▶ _WHAT YOU SHOULD DO_
Give the listing again, word for word, and let no picture into it.
>>>>>
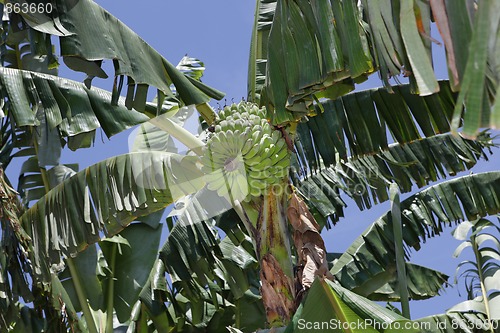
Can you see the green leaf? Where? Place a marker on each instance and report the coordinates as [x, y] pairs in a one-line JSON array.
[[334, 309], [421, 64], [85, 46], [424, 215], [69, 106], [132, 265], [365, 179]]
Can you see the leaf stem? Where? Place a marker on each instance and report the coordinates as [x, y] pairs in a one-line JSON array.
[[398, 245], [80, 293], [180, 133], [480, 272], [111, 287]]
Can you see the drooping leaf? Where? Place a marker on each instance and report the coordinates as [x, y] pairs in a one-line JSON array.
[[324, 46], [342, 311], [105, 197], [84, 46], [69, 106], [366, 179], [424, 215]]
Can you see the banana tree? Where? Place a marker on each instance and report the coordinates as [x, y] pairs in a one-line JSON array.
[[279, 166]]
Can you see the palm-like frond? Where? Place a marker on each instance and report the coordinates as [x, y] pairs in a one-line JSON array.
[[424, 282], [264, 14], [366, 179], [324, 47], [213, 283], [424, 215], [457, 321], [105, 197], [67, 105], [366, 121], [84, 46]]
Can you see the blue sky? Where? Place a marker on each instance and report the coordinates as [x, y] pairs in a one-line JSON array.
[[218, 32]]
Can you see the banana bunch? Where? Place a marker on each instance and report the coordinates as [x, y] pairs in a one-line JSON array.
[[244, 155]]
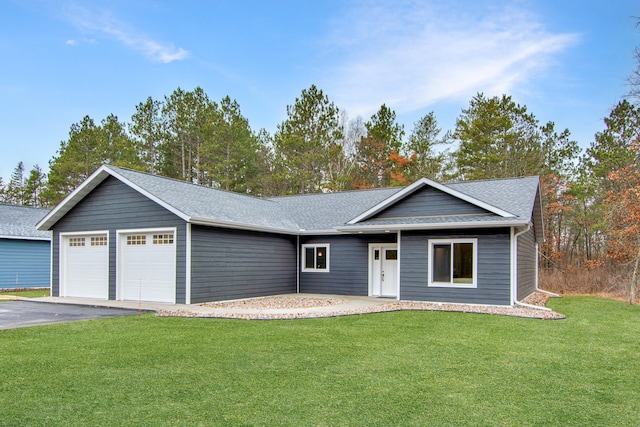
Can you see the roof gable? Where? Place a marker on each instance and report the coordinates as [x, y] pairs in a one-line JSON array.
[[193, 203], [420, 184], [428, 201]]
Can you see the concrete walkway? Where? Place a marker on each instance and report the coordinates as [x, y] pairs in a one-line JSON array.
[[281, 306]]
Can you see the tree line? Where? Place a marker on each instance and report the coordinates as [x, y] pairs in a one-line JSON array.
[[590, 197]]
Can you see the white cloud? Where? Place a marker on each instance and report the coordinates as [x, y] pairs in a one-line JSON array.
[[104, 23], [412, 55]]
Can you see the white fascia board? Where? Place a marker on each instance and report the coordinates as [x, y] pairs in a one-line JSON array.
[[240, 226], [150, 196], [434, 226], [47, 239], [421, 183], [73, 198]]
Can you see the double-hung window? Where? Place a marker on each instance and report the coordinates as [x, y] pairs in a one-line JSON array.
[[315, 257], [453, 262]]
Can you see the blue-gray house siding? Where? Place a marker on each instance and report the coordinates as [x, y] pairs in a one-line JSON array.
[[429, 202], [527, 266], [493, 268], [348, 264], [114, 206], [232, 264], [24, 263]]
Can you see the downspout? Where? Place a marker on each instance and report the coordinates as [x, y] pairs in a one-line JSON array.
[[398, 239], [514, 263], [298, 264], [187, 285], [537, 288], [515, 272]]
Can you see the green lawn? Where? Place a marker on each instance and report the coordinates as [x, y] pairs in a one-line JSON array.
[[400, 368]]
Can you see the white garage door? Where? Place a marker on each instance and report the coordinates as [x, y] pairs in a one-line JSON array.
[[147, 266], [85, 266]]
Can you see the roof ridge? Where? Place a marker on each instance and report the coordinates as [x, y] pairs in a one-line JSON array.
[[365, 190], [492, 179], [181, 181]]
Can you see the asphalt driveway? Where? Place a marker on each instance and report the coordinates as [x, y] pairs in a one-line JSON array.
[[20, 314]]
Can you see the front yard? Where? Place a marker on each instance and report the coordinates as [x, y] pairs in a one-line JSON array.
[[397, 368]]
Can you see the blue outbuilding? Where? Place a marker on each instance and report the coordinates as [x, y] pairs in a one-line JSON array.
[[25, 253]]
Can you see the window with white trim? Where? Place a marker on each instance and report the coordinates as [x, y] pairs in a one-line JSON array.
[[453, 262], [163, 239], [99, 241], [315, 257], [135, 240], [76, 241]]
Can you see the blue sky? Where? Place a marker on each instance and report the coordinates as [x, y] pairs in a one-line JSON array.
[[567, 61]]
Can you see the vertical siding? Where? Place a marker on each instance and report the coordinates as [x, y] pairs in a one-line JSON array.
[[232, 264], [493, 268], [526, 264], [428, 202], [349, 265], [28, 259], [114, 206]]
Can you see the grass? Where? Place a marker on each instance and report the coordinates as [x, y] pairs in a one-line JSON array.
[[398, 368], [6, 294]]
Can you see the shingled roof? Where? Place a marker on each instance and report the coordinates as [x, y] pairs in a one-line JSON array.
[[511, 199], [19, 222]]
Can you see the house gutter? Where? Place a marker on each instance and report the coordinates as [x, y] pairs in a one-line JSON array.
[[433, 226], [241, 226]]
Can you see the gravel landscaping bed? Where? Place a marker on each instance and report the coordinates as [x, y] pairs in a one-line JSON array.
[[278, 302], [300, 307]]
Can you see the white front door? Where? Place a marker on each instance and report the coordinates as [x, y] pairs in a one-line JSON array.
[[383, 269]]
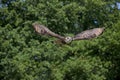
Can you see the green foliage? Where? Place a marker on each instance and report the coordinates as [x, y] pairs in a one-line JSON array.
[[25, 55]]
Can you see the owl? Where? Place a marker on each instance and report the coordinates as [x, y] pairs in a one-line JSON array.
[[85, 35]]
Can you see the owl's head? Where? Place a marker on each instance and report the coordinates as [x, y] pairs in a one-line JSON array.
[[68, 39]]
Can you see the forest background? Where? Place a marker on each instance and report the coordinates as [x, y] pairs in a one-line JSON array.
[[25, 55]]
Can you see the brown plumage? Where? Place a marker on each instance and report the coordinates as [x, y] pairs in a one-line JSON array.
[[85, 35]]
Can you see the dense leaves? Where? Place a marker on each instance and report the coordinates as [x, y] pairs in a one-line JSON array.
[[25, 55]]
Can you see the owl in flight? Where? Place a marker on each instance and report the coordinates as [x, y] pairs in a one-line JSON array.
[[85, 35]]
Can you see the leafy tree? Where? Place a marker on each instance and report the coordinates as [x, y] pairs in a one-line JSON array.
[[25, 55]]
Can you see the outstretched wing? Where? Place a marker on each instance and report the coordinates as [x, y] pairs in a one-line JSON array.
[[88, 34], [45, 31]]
<<<<<
▶ _ANSWER BOX_
Can you see the green leaf? Where? Place a marker on each instance and report the coordinates as [x, y] pairs in a one-line JSON array.
[[334, 309], [421, 64], [85, 46], [424, 215], [69, 106], [132, 265], [365, 179]]
Can you see the leaf stem? Where? Place a marker on each instance and report the coordinates as [x, y] pairs in a one-line JSON array.
[[398, 245], [80, 293], [180, 133], [480, 272], [111, 287]]
Can you see the drooping leaf? Where? Place a marker on each instance and report the coordinates as [x, y] pairs in a one-line JSON array.
[[324, 46], [342, 311], [105, 197], [84, 46], [69, 106], [366, 179], [424, 215]]
Can you see the banana tree? Where? Place a marker on each instance and report the coordinates as [x, y] pairs in a one-line JSON array.
[[279, 166]]
Can you see the palm-like frond? Where? Place a marker on each instance and report the coordinates as [x, y] pairs in a one-line JSON array.
[[424, 282], [264, 14], [366, 179], [324, 47], [213, 283], [424, 215], [457, 321], [105, 197], [67, 105], [366, 121], [84, 46]]
Can you see the blue sky? Where? Place a marker on each instance and report the coordinates as [x, y] pairs in a one-line JSON array.
[[218, 32]]
Can you see the banana bunch? Where? Place a marker on each instance and report the coordinates as [x, y] pairs in a one-line JSON array.
[[244, 155]]
Can you see the roof gable? Where? Place a marker on each instance and report the coordinates as [x, y] pairs in a one-line JSON array.
[[193, 203], [420, 184], [428, 201]]
Can you see the concrete walkway? Where? Place a marker on each instance and report the coordinates as [x, y] pairs in a one-line JSON array.
[[281, 306]]
Can you see the tree line? Where? Place a marker on each instance and report the coordinates as [x, y] pairs in a one-line JSON array.
[[590, 197]]
Can you see the white cloud? Where? Place a marker on each instance and report the coordinates as [x, y] pairs in a one-line JSON array.
[[104, 23], [412, 55]]
Can you see the white fascia board? Where? Place a marker on each instance and report the coordinates as [x, y] pairs in a one-line JSON array.
[[240, 226], [150, 196], [434, 226], [47, 239], [421, 183], [73, 198]]
Can you see the double-hung window? Where? Place a marker on each instance and report the coordinates as [x, y] pairs in a one-line JSON array.
[[315, 257], [453, 262]]
Can you see the blue-gray house siding? Where? Place a marker on each instance and report the coordinates as [x, y] pairs in a one-line JSON array.
[[429, 202], [527, 266], [493, 268], [348, 264], [114, 206], [232, 264], [24, 263]]
Can you see the downspout? Where? Place a marker on each instance and report the coordinates as [x, y] pairs in a one-line JSON array.
[[398, 239], [514, 263], [298, 264], [187, 285], [537, 288], [515, 272]]
Can you see the green lawn? Where? Place a marker on each instance and report the coordinates as [x, y] pairs in a one-line JSON array.
[[400, 368]]
Can you see the white garage door? Where? Place a marker on each instance and report the coordinates as [x, y] pairs in a one-line JSON array.
[[147, 266], [85, 266]]
Can you see the roof ridge? Where? Place a marker on each instance and report the coordinates as [x, y] pairs in a one-line JSON array.
[[365, 190], [492, 179], [181, 181]]
Can you see the asphalt driveway? Where? Place a marker on each instance and report the coordinates as [x, y] pairs in a one-line JSON array.
[[20, 314]]
Can you see the front yard? Where? Place a marker on each instance and report the coordinates as [x, y] pairs in a one-line JSON array.
[[397, 368]]
Can you see the blue outbuilding? Where? Place a marker on each instance and report the coordinates as [x, y] pairs in a one-line JSON array.
[[25, 253]]
Can you see the window with white trim? Where? Place a marker on each instance and report the coordinates as [x, y] pairs in a one-line JSON array.
[[453, 262], [163, 239], [99, 241], [315, 257], [135, 240], [76, 241]]
Can you see the blue sky? Where? Place a marker on each instance and report the coordinates as [x, y] pairs in a one-line JSON array.
[[567, 61]]
Can you see the vertical siding? Where? Place a marker on each instance and report the coordinates as [x, y] pairs in a one-line JSON array.
[[232, 264], [493, 268], [526, 264], [428, 202], [349, 265], [28, 259], [114, 206]]
Can you see the grass? Where? Place a marker on each instance and report the coordinates as [x, y] pairs in a one-line JSON array.
[[398, 368], [6, 294]]
Can you see the shingled roof? Where? Place a marker on each instance and report the coordinates as [x, y] pairs in a one-line JSON array.
[[511, 199], [19, 222]]
Can you see the house gutter? Where? Place a marker on each instance and report the coordinates as [x, y] pairs in a one-line JSON array.
[[433, 226], [241, 226]]
Can you see the gravel landscaping bed? Where? Place a marker on each instance and report the coordinates as [x, y] pairs in a one-line JSON array.
[[278, 302], [300, 307]]
Can you see the white front door? Where? Place a marker on each instance and report the coordinates as [x, y] pairs in a one-line JSON array.
[[383, 269]]
Can you see the green foliage? Where? Place a marker on each instance and report the coordinates as [x, y] pairs in a one-line JSON array.
[[25, 55]]
Can you see the owl? Where? Place a marker on each instance and report the coordinates as [x, y] pairs in a one-line JSON array.
[[85, 35]]
Can you see the owl's head? Where? Place a marker on each instance and report the coordinates as [x, y] pairs in a one-line JSON array.
[[68, 39]]
Can you see the forest background? Where? Place a marker on each instance and report the coordinates as [x, y] pairs in a one-line JSON array.
[[25, 55]]
Can you see the brown plumage? Where? Place a marker on each instance and report the coordinates as [x, y] pairs in a one-line JSON array.
[[85, 35]]
Can you see the dense leaves? Where? Place a marker on each instance and report the coordinates as [x, y] pairs in a one-line JSON array.
[[25, 55]]
Can you see the owl in flight? Where? Place a marker on each instance and report the coordinates as [x, y] pairs in a one-line JSON array.
[[85, 35]]
Can you see the leafy tree? Where? Place a marker on each instance and report the coordinates as [x, y] pairs in a one-line JSON array.
[[25, 55]]
Can you see the outstretched wing? Where? Place a marker on each instance and report the coordinates as [x, y] pairs in a one-line JSON array.
[[88, 34], [45, 31]]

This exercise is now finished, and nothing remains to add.